WRITTEN PROBLEM 1: Copy the passage of the motorcycle travel excerpt that opens with the words containing "A few years" and closes with "my next book.".
WRITTEN PROBLEM 2: In the motorcycle travel excerpt, what was the name of the cult 90s TV show that Austin Vince made?

SOURCE EXCERPT:
----------------------------------------
A few years later, despite my friends and family thinking this would have cured my itchy feet, I made another solo ride, this time the length of Africa, from my home in London to Cape Town, taking in the Sahara in Algeria and Niger, the Congo and Angola. I wrote a couple of books about these trips but as anyone reading this will no doubt understand, the itch never really gets scratched and in 2013 I set off again, this time on a solo motorcycle tour around Iran, which is the subject of my next book.

Still from the film Arctic Air (2002)

Somewhere along the way, between trips, I got married to fellow motorcycle traveller and adventure film-maker, Austin Vince. Austin had made the cult 90s TV show, Mondo Enduro, about his round the world motorcycle expedition that became the inspiration for Ewan MacGregor’s Long Way Round. This had led to him receiving a regular supply of intriguing DVDs in the post from friends, acquaintances and total strangers – from all over the world. These were films that people had made of their adventures, often staggeringly impressive feats and a professional quality of film-making. The digital revolution was well under way and suddenly people could make broadcast quality films of their trips and edit themselves on a laptop. The results were amazing but they were always accompanied by the same story – the TV channels weren’t interested in showing anything unless it involved a celebrity. It was while we were sitting around at home one evening, watching yet another superbly-executed jaw-dropping adventure film that we came up with the idea – ‘We should start a film festival!’

From Gold of Bengal (2014)
----------------------------------------
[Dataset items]
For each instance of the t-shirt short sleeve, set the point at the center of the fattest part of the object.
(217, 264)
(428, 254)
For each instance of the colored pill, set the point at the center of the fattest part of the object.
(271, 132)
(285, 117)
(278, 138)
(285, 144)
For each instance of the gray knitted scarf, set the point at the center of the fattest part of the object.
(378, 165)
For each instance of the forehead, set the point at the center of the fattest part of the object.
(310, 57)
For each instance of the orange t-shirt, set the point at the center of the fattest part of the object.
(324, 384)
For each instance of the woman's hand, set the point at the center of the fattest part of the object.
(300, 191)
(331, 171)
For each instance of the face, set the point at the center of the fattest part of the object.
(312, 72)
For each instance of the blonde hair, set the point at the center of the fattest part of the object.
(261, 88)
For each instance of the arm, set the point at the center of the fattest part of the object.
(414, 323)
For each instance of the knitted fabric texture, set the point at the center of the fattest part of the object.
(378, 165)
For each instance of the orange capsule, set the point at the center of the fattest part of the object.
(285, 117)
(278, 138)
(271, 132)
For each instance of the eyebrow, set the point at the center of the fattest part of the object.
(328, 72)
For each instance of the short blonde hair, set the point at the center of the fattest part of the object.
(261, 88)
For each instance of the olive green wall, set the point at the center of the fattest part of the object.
----------------------------------------
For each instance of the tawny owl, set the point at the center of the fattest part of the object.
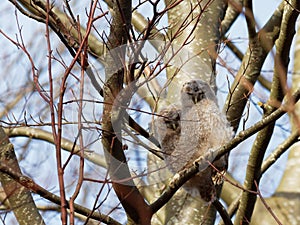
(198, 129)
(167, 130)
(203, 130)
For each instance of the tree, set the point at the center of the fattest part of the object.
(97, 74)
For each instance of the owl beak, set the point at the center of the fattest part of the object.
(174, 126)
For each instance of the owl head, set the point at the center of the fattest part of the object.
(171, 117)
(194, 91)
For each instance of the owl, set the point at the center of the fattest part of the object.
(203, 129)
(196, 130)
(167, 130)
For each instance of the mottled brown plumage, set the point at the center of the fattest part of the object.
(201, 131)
----------------------------------------
WRITTEN ANSWER 1:
A few years later, despite my friends and family thinking this would have cured my itchy feet, I made another solo ride, this time the length of Africa, from my home in London to Cape Town, taking in the Sahara in Algeria and Niger, the Congo and Angola. I wrote a couple of books about these trips but as anyone reading this will no doubt understand, the itch never really gets scratched and in 2013 I set off again, this time on a solo motorcycle tour around Iran, which is the subject of my next book.

WRITTEN ANSWER 2: Mondo Enduro